Required work ->
Write out, from the entries below, exactly the lines that run between the lines holding "point like [501,161]." and "point like [172,85].", inclusive, and stop there.
————
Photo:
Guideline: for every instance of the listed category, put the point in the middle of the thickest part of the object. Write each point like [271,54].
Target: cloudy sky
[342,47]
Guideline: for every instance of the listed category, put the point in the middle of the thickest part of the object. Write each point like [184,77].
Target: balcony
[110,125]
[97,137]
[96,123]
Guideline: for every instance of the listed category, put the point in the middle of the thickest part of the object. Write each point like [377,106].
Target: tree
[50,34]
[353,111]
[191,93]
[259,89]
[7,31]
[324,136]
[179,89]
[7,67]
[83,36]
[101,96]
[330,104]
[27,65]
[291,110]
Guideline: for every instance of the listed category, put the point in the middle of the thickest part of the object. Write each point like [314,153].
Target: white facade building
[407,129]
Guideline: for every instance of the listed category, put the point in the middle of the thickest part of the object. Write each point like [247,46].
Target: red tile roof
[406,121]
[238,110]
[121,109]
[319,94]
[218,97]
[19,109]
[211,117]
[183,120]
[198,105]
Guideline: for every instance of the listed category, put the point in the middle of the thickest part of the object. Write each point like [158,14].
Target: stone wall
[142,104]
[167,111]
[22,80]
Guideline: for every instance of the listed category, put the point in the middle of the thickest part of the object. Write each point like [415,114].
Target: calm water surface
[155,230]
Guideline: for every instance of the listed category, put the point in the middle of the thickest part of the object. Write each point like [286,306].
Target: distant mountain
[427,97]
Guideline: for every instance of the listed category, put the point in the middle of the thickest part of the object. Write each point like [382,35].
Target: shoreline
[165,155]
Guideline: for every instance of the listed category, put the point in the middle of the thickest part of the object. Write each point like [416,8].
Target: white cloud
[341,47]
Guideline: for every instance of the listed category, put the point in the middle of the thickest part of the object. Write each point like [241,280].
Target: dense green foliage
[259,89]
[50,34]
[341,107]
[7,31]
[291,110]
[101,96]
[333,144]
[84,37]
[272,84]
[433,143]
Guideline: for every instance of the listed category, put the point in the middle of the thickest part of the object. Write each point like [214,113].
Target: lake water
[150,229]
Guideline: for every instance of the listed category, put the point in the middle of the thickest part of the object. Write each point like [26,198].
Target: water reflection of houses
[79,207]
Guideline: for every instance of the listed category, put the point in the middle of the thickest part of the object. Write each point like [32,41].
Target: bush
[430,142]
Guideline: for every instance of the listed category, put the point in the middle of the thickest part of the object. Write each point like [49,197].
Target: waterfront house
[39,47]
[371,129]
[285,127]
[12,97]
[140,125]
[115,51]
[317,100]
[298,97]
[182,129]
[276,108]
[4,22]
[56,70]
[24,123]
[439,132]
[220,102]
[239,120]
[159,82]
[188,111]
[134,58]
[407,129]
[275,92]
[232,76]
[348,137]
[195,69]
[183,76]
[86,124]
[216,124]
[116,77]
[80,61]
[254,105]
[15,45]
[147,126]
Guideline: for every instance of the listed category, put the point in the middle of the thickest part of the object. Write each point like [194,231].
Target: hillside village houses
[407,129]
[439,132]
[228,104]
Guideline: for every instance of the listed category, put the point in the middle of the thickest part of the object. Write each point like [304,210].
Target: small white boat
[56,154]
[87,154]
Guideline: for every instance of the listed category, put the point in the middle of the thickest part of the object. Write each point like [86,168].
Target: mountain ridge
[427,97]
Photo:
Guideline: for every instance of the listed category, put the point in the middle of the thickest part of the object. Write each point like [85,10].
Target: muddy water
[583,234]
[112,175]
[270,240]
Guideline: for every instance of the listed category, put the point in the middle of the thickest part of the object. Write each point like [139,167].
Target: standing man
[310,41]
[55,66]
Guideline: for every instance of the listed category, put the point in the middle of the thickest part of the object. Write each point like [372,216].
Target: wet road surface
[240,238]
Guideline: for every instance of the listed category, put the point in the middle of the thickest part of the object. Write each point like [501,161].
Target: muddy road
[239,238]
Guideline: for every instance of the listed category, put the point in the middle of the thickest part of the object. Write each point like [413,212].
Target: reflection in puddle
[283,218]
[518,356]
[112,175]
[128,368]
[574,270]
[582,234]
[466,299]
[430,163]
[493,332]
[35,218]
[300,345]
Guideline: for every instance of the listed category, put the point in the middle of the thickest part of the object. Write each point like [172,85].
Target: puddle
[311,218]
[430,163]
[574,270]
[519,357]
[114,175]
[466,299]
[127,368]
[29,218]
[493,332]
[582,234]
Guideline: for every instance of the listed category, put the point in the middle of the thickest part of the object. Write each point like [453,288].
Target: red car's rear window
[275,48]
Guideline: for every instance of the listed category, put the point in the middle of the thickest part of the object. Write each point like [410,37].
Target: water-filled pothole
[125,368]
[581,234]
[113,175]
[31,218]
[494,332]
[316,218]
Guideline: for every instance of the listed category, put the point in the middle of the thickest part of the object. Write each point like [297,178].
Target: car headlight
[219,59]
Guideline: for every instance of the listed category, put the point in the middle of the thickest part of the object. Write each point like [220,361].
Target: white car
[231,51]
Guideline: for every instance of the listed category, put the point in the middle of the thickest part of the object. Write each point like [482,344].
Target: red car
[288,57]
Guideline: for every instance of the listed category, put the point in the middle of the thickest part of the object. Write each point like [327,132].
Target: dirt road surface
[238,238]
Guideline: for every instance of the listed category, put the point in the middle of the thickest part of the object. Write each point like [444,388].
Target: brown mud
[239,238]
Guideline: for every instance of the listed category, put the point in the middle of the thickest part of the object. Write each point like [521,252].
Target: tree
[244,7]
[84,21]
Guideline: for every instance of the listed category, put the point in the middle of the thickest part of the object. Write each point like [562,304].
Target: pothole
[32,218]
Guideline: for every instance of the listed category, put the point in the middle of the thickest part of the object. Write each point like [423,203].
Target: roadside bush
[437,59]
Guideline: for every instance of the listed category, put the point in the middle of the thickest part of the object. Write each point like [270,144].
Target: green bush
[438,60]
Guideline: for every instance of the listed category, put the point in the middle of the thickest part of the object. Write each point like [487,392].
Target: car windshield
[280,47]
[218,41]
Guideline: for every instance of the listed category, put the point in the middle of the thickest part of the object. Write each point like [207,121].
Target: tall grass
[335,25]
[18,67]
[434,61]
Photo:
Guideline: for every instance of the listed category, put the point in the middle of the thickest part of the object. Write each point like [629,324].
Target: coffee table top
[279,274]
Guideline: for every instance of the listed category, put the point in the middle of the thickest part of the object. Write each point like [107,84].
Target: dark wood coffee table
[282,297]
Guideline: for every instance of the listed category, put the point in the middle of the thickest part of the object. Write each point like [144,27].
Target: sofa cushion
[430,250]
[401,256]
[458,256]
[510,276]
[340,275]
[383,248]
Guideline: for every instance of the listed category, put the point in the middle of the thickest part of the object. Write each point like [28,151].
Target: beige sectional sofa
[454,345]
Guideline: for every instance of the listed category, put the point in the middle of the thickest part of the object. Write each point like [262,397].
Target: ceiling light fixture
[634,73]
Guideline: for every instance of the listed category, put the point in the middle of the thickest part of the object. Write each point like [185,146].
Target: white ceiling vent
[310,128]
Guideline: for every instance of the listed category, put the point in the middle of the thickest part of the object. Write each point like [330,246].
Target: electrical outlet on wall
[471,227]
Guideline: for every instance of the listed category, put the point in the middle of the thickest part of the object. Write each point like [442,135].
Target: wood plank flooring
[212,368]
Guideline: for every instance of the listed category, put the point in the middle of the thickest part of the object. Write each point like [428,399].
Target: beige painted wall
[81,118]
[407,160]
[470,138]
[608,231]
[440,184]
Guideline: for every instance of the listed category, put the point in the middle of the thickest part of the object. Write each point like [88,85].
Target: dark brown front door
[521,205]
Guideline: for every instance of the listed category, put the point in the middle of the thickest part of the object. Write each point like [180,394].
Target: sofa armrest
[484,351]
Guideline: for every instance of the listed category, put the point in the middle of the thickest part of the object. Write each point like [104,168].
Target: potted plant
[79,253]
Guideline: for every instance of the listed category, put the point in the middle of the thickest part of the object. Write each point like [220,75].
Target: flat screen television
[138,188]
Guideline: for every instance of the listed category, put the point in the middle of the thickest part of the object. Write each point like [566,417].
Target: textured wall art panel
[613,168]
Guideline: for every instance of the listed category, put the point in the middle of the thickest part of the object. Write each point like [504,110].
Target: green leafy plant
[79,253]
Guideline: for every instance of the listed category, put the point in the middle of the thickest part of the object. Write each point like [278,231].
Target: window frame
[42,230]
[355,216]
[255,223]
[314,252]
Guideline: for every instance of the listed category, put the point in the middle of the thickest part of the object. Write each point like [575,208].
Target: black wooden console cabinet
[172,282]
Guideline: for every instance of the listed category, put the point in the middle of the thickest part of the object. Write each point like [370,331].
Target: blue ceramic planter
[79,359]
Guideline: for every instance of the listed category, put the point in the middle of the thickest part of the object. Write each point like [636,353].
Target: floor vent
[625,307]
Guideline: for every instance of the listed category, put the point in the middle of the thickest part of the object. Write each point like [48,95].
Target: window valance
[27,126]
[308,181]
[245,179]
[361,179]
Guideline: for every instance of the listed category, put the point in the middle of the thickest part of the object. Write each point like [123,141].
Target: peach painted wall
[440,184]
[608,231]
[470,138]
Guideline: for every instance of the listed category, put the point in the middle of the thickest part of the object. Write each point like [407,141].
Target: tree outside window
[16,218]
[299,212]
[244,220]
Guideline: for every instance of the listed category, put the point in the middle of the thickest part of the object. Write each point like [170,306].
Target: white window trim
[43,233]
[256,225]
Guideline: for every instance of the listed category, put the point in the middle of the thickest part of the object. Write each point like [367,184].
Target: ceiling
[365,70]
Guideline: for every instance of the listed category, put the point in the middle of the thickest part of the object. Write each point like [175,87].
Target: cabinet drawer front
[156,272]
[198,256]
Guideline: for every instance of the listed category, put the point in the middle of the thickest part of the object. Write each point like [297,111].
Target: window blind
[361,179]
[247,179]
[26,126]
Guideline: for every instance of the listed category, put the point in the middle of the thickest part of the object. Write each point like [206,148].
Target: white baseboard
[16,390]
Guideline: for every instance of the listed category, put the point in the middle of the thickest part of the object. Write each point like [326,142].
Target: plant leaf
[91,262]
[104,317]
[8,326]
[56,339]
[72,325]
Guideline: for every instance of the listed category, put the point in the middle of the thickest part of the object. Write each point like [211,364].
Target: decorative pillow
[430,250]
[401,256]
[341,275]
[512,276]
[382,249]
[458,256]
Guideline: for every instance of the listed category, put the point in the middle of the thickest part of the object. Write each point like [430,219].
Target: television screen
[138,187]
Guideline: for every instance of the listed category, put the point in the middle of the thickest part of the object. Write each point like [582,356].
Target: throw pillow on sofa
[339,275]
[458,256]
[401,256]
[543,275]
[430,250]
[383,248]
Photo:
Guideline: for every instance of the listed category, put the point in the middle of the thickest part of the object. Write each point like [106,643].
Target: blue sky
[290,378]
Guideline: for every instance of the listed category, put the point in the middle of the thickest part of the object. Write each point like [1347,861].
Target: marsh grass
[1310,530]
————
Answer box ->
Guideline: for every instance of the listed category, put the point in the middle of the thickest part of the object. Write each point like [501,161].
Target: muddy road
[239,238]
Guideline: for every instance of the listed category, put the point in the middle of the thickest part of the object. Write each point like [413,212].
Target: reflection in puddle
[283,218]
[518,356]
[112,175]
[128,368]
[574,270]
[582,234]
[466,299]
[430,163]
[493,332]
[35,218]
[300,345]
Guideline: for every instance of the listed category, put the point in the middle of the thickest part of the object. Write each point like [172,85].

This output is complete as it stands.